— Begin —

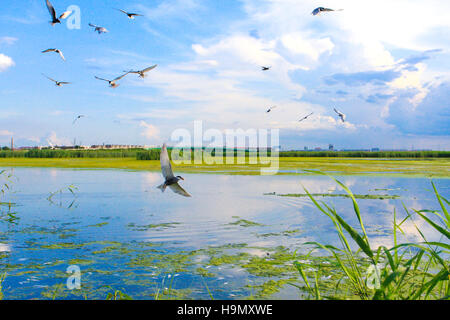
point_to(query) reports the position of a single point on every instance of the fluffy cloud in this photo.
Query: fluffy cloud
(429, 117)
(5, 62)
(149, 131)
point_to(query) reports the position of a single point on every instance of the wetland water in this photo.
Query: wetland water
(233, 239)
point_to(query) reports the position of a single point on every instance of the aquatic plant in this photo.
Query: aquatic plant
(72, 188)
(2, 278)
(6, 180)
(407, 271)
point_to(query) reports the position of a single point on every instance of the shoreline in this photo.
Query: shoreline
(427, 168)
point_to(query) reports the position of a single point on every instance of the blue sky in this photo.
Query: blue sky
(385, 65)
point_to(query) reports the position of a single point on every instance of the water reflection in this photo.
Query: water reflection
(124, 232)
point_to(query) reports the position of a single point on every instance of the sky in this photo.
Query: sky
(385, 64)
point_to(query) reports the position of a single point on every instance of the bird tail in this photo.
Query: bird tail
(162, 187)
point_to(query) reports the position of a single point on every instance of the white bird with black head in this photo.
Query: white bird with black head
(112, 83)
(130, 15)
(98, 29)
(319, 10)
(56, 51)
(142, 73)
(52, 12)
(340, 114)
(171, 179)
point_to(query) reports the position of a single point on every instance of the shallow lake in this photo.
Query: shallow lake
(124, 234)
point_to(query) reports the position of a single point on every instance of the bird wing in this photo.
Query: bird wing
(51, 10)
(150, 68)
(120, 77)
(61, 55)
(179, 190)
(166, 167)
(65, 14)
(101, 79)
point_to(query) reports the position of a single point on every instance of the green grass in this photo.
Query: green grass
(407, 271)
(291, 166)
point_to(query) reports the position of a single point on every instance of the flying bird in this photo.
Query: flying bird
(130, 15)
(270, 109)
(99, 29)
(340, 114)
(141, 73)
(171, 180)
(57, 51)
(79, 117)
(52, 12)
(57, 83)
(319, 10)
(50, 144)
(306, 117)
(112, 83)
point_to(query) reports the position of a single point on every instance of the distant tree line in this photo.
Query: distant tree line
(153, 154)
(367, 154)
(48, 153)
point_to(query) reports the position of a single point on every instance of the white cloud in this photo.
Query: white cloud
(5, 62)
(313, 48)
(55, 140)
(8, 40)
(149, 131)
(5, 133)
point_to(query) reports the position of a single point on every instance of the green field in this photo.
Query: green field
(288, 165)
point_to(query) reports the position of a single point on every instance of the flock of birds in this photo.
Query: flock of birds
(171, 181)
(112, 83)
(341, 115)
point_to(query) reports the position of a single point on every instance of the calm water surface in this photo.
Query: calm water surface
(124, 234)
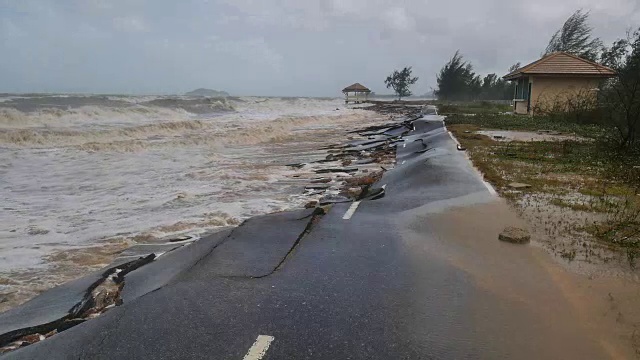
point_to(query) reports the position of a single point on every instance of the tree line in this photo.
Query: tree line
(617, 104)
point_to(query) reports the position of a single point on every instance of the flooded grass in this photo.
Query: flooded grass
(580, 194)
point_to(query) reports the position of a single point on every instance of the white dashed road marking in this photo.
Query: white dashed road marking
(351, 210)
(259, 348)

— End —
— Begin —

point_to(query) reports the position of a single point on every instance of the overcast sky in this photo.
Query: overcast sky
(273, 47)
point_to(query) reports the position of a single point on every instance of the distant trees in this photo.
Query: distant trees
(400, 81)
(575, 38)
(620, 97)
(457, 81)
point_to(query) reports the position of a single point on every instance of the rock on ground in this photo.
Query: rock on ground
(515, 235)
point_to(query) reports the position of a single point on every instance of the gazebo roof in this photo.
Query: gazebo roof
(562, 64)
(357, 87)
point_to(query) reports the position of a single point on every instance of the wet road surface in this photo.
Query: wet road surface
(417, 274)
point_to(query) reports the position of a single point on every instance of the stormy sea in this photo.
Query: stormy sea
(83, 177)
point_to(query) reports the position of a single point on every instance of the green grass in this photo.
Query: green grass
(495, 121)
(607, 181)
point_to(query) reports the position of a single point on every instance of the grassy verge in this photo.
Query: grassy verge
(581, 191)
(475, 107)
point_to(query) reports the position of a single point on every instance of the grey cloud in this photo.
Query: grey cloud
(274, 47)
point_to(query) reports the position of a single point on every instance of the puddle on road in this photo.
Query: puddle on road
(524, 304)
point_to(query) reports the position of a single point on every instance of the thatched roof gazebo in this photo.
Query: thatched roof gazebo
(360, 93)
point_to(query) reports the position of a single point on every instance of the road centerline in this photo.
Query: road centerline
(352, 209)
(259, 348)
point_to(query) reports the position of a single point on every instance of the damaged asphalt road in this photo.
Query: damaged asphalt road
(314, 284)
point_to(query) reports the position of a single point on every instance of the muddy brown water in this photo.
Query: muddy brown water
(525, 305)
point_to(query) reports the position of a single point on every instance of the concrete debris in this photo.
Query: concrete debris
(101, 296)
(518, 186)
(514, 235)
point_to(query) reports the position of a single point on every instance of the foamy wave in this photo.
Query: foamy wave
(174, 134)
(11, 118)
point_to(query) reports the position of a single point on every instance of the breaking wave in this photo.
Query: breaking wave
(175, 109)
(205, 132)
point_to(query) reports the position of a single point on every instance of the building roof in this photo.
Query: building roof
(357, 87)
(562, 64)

— End —
— Begin —

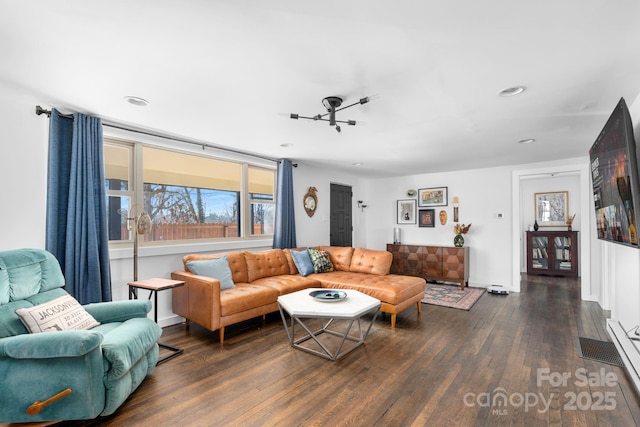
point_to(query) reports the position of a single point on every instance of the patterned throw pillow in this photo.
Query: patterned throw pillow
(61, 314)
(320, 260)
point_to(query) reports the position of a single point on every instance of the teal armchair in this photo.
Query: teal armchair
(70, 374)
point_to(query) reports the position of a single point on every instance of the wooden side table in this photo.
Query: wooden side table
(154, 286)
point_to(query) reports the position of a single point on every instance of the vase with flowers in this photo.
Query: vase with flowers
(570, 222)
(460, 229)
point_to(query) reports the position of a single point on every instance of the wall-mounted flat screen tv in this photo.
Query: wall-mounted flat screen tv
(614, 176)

— End —

__EXERCISE INSTRUCTIONS__
List every line of the records that contains the string "cloud", treating uppercase and lowercase as distinct.

__FULL ANSWER__
point_to(query) reports the position of a single point on every instance of the fluffy cloud in this photo.
Query: fluffy cloud
point_to(query) reports the position of a single point on every instance of the white cloud in this photo.
Query: white cloud
point_to(query) reports the position of a single point on every instance of the grey cloud in this photo.
Query: grey cloud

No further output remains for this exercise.